_WHAT THE EXERCISE ASKS:_
Can you return, word for word, the part of the post about "Toucher" that opens with the words containing "Carrying on with" and closes with "that I’ve made."?

_PASSAGE SHOWN:_
***

Carrying on with discovering what electronic literature is all about, I’m now going to give a brief analysis of a chosen elit piece that I found interesting. I will also include an elit piece that I’ve made.
So let’s get crackin’
The electronic literature piece “Toucher” is created by Serge Bouchardon, Kevin Carpentier and Stéphanie Spenlé in 2009. I would argue that this elit piece is highly interactive. As soon as I clicked on the piece I had to choose how I would like to read this text. In order to read a text or hear a sound, in other words, interact with a text I have to use the mouse on my computer. The first thing I see in “Toucher” is a single hand where the words “Move”, “Caress”, “Hit”, “Spread” and “Blow” are written on each fingertip. As I click on these I’m shown a description of what to do in order to read the specific text. For instance in “Move” I initially see the sentence “Do you touch me when I touch you”. If I use the mouse on my computer to move over the words in that sentence it will change and create a new meaning. I felt that “Hit” was the one that stood the most out because in order to read the text I had to hit a fly that was moving. As the fly was moving the screen was filled with a lot of “Z’s” and the buzzing sound of a fly was heard in the background. In my case, I clicked the hell out of that fly to see what was written behind, which later made me think: “this is exactly how I click my way through the Internet, just in a slower tempo”. How I see it, this entire piece is making connections to the brutality of the click – how we maneuver through the Internet with multiple clicks, and that we have to click the links in order to see what’s on the other side.

***

_EXTRACTED MATERIAL:_
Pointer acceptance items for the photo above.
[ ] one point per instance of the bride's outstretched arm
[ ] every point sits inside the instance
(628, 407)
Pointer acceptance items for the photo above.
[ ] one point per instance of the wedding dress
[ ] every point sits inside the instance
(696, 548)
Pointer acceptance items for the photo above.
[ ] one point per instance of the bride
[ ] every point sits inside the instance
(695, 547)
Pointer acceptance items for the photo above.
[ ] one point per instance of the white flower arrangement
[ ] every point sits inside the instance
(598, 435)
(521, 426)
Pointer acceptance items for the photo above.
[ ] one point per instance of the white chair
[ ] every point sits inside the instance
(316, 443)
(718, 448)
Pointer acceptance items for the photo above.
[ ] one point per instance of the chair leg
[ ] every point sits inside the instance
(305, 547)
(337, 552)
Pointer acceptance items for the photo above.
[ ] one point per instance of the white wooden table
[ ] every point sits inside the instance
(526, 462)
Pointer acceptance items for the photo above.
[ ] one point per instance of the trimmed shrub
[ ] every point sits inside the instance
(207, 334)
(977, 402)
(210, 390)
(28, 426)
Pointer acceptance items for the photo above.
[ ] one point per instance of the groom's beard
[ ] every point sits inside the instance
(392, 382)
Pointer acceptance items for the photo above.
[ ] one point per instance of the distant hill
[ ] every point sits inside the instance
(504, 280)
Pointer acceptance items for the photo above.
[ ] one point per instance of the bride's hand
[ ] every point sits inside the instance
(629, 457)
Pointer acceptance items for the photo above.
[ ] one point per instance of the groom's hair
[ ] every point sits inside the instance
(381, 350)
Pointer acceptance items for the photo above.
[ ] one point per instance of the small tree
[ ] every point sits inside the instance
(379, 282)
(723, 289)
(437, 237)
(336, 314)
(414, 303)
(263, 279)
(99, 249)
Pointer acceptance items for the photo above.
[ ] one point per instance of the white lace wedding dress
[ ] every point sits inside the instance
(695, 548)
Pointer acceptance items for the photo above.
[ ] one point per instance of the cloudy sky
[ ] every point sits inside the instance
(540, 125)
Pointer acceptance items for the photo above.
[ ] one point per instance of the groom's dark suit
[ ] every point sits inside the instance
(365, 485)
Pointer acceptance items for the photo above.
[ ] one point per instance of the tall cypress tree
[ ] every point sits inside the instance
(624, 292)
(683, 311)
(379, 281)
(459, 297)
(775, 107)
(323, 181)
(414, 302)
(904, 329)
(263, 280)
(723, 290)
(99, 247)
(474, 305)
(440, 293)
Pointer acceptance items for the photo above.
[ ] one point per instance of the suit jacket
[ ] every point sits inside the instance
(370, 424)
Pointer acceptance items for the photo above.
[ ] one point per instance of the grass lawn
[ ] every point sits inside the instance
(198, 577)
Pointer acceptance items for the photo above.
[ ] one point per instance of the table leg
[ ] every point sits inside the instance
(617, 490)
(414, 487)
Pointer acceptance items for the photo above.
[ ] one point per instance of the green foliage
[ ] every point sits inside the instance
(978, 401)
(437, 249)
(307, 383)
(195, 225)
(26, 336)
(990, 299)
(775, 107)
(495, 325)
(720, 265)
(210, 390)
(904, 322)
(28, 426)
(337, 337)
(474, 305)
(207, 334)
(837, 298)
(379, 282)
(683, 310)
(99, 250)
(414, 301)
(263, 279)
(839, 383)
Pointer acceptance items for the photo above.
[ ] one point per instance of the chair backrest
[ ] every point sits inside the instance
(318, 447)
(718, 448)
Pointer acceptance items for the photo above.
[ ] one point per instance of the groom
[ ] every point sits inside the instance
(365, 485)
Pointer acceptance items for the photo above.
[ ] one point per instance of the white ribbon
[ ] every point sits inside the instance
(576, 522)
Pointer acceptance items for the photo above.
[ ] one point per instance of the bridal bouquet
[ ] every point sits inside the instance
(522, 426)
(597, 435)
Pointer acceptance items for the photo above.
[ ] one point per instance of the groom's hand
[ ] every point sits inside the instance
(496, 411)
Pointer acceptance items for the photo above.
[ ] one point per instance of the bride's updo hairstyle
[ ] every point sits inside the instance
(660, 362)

***

_REPLY:_
Carrying on with discovering what electronic literature is all about, I’m now going to give a brief analysis of a chosen elit piece that I found interesting. I will also include an elit piece that I’ve made.